▶ **What to work on**: From the text below on library budget cuts, copy word for word everything between "Michael Bryant, the" and "the boom years.", inclusive.

▶ **Extract**:
Michael Bryant, the Mecklenburg County budget manager, isn’t happy about the cuts; he says he and his family are frequent users of the library. But with funds from sales tax, the county’s biggest revenue source, dropping sharply and a legal requirement to keep the budget balanced, county commissioners didn’t have much choice, he says. “When you look at all the competing needs—education, health and human services, public safety—we have to look at where we have some discretion, and there’s discretion from library services and parks and recreation services,” he says. “Really nothing [in the county budget] was left unharmed. Education funding was reduced as well.” While no one wants to close a library, there’s no way to cut back on debt service for buildings, or medical services, a problem exacerbated by a population increase during the boom years.
The catch is that libraries are experiencing increased demand, too, in Charlotte and elsewhere. A study by the Institute of Museum and Library Services released in June found a 20 percent increase in library use over the last decade. And because libraries are often the only source, or one of a very few, for free Internet access and job counseling, the trend is only increasing during the recession, the ALA says. Anecdotal evidence suggests greater numbers of job seekers using library computers to look for jobs, write résumés, and seek advice. There’s also research that suggests that libraries contribute significantly to the prosperity of their communities, offering up to 800 percent return on investment for taxpayer dollars in job creation, productivity, and personal incomes.
Librarians aren’t staying quiet in the face of cuts, and—stereotypes notwithstanding—they’re not telling other people to be quiet either. In Brooklyn, librarians hosted a 24-hour readathon to raise public awareness of the impending budget cuts and to lobby for gentler cuts. The ALA is offering advice to libraries on how to effectively advocate for themselves and raise money through nongovernmental channels. With the help of two Ohio librarians, the trade magazine Library Journal launched a stand-alone site to track cuts across the country and to coordinate efforts to stanch the flow. Editor Francine Fialkoff says Losinglibraries.org is modeled on Paper Cuts, a site that aggregates newspaper-industry job losses.

▶ **Information provided**:
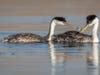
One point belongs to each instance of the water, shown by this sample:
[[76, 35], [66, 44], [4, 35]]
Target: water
[[48, 58]]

▶ **Solved exercise**:
Michael Bryant, the Mecklenburg County budget manager, isn’t happy about the cuts; he says he and his family are frequent users of the library. But with funds from sales tax, the county’s biggest revenue source, dropping sharply and a legal requirement to keep the budget balanced, county commissioners didn’t have much choice, he says. “When you look at all the competing needs—education, health and human services, public safety—we have to look at where we have some discretion, and there’s discretion from library services and parks and recreation services,” he says. “Really nothing [in the county budget] was left unharmed. Education funding was reduced as well.” While no one wants to close a library, there’s no way to cut back on debt service for buildings, or medical services, a problem exacerbated by a population increase during the boom years.